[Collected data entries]
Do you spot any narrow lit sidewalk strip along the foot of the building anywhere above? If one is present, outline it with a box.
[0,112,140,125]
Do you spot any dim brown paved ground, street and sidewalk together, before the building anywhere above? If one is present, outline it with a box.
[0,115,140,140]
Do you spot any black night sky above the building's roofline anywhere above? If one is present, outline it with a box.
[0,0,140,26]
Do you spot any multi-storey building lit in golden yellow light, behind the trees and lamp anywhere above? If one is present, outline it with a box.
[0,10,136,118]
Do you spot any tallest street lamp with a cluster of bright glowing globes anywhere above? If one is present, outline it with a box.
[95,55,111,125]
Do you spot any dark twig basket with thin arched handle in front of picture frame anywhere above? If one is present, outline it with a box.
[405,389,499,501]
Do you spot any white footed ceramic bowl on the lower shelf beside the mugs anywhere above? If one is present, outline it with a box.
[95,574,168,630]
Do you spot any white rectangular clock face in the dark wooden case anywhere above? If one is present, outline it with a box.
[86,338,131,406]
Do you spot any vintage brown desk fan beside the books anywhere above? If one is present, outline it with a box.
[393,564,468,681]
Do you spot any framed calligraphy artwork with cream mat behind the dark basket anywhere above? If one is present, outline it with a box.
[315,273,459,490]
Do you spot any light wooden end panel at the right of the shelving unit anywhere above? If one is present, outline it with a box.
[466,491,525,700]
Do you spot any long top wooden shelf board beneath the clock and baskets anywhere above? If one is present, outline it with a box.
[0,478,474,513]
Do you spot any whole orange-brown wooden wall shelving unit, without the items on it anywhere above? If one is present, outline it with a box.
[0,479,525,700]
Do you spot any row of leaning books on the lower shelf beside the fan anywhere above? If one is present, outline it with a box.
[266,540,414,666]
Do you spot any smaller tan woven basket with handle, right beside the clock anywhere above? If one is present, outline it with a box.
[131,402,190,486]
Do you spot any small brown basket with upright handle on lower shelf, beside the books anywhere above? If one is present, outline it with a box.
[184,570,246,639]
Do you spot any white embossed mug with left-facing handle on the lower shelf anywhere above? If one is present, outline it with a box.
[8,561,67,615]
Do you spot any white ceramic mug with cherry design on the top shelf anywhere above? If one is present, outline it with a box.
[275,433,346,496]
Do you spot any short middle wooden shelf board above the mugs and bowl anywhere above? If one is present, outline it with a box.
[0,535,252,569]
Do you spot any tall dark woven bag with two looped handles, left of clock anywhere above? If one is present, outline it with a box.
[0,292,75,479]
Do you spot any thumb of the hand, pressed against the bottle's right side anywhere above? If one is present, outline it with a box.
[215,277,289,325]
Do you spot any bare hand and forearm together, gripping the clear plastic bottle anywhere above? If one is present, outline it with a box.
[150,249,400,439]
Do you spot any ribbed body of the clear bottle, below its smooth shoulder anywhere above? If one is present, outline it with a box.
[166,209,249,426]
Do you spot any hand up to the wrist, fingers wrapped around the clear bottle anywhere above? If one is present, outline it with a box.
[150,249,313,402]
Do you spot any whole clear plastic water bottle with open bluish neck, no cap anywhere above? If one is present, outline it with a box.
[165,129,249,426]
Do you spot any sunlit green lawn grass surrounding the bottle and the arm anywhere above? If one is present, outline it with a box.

• What to produce
Every line of the data above is to be repeated exactly.

• Your response
Do you spot any narrow lit sidewalk strip along the foot of the building anywhere above? If one is present, outline it with a box.
[0,112,140,125]
Do you spot any dim brown paved ground, street and sidewalk together, before the building anywhere above? If one is present, outline it with a box.
[0,115,140,140]
Do you spot any black night sky above the building's roofline anywhere above? If one is present, outline it with a box.
[0,0,140,26]
Do you spot any multi-storey building lit in golden yellow light, behind the trees and lamp anywhere above? If one is present, outline it with a box.
[0,10,136,118]
Do you spot any tallest street lamp with a cluster of bright glowing globes anywhere above? If one is present, outline it with a box.
[95,55,111,125]
Do you spot any dark twig basket with thin arched handle in front of picture frame anywhere above? If one is present, outline it with a box.
[405,389,499,501]
Do you spot any white footed ceramic bowl on the lower shelf beside the mugs anywhere above? If one is present, outline it with a box.
[95,574,168,630]
Do you spot any white rectangular clock face in the dark wooden case anywhere above? If one is present, outline it with a box.
[86,338,131,406]
Do you spot any vintage brown desk fan beside the books anywhere above? If one is present, outline it with a box.
[393,564,468,681]
Do you spot any framed calligraphy artwork with cream mat behind the dark basket anywhere above? If one is present, outline it with a box.
[315,273,459,490]
Do you spot any light wooden end panel at the right of the shelving unit anywhere above? If one is present, outline it with a box.
[466,491,525,700]
Do you spot any long top wooden shelf board beneath the clock and baskets anywhere above? If one is present, outline it with a box.
[0,478,474,513]
Do you spot any whole orange-brown wooden wall shelving unit, without the items on it anywhere above? If one is present, outline it with a box.
[0,479,525,700]
Do you spot any row of leaning books on the lower shelf beside the fan anywhere above? If one is present, outline it with a box.
[266,540,414,666]
Do you spot any smaller tan woven basket with handle, right beside the clock anywhere above? If one is present, outline it with a box.
[131,402,190,486]
Do you spot any small brown basket with upright handle on lower shelf, beside the books anywhere above? If one is present, outline it with a box.
[184,570,246,639]
Do you spot any white embossed mug with left-facing handle on the lower shelf anywhere above? If one is present, outline it with a box.
[8,561,67,615]
Do you spot any white ceramic mug with cherry design on the top shelf anywhere above? If one is present, outline it with a box.
[275,433,346,496]
Do you spot any short middle wooden shelf board above the mugs and bowl anywhere above? If one is present, outline it with a box.
[0,535,252,569]
Do you spot any tall dark woven bag with two looped handles, left of clock anywhere above? If one is present, outline it with a box.
[0,292,75,479]
Do you spot any thumb of the hand, pressed against the bottle's right side anywhere above? If one is present, outline it with a box.
[215,277,289,325]
Do you spot any bare hand and forearm together, gripping the clear plastic bottle anywhere above? If one is present, outline it with a box.
[150,249,400,439]
Do you spot any ribbed body of the clear bottle, below its smooth shoulder anywhere above? If one is present, outline it with a box.
[166,209,249,426]
Do you spot any hand up to the wrist, fingers wrapped around the clear bottle anywhere above? If one is present, outline it with a box.
[150,249,313,402]
Do you spot any whole clear plastic water bottle with open bluish neck, no cap anywhere above? If one is present, outline it with a box.
[165,129,249,426]
Do you spot any sunlit green lawn grass surrounding the bottle and the arm anywhere above? If one is present, outline it with a box.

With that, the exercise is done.